** What the task requires **
Answer with a number only, giving how many lines in the data below include "neck".

Segment Start: Dataset records

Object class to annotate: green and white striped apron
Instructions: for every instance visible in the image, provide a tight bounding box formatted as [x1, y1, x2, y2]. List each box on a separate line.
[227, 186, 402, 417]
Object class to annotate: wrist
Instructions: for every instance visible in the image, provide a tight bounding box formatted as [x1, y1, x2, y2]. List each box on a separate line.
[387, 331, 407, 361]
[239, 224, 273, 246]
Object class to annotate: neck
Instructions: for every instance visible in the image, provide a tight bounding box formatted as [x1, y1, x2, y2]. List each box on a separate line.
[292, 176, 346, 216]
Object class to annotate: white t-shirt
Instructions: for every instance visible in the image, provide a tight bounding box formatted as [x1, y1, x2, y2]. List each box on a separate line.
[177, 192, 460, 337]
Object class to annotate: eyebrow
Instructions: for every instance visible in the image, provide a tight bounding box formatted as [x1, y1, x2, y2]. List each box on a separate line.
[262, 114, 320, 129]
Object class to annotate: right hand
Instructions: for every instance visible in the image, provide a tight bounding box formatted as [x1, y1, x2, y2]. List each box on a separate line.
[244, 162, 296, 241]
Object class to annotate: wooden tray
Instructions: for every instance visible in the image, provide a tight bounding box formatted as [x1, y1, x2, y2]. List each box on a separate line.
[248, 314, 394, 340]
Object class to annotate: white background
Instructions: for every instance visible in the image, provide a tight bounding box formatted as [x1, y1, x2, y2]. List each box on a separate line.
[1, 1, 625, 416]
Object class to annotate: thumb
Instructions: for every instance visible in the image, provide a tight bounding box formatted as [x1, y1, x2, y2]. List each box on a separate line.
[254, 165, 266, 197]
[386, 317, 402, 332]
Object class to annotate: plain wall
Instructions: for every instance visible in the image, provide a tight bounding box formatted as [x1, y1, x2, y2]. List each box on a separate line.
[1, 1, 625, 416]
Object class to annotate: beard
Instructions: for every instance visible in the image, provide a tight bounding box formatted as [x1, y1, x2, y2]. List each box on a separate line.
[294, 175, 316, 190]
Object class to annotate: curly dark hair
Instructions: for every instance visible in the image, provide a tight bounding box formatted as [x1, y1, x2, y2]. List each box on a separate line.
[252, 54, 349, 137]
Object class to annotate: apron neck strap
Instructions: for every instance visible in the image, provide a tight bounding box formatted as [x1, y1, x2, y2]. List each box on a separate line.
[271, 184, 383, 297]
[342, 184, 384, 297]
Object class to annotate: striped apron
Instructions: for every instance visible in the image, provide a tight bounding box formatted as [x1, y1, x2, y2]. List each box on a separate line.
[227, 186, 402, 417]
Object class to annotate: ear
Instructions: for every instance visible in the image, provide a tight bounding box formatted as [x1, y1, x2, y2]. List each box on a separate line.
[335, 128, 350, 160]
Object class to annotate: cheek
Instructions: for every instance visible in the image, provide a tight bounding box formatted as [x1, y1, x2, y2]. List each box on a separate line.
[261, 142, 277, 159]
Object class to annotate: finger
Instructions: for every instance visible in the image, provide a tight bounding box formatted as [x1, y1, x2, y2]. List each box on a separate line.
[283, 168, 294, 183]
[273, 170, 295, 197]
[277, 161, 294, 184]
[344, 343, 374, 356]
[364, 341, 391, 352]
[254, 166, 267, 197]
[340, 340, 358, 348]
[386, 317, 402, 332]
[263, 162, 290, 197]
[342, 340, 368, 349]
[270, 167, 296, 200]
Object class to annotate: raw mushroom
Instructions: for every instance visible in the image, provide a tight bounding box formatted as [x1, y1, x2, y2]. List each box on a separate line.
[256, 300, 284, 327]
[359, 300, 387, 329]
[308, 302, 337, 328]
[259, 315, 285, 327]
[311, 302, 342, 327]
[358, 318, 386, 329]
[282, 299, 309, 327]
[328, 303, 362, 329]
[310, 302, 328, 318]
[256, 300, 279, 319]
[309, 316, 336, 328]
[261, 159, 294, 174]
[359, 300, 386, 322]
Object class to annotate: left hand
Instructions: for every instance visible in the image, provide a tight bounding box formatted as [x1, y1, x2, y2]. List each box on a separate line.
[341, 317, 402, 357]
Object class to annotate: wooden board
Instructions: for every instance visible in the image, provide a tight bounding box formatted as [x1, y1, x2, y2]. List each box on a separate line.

Segment End: Dataset records

** Answer section **
2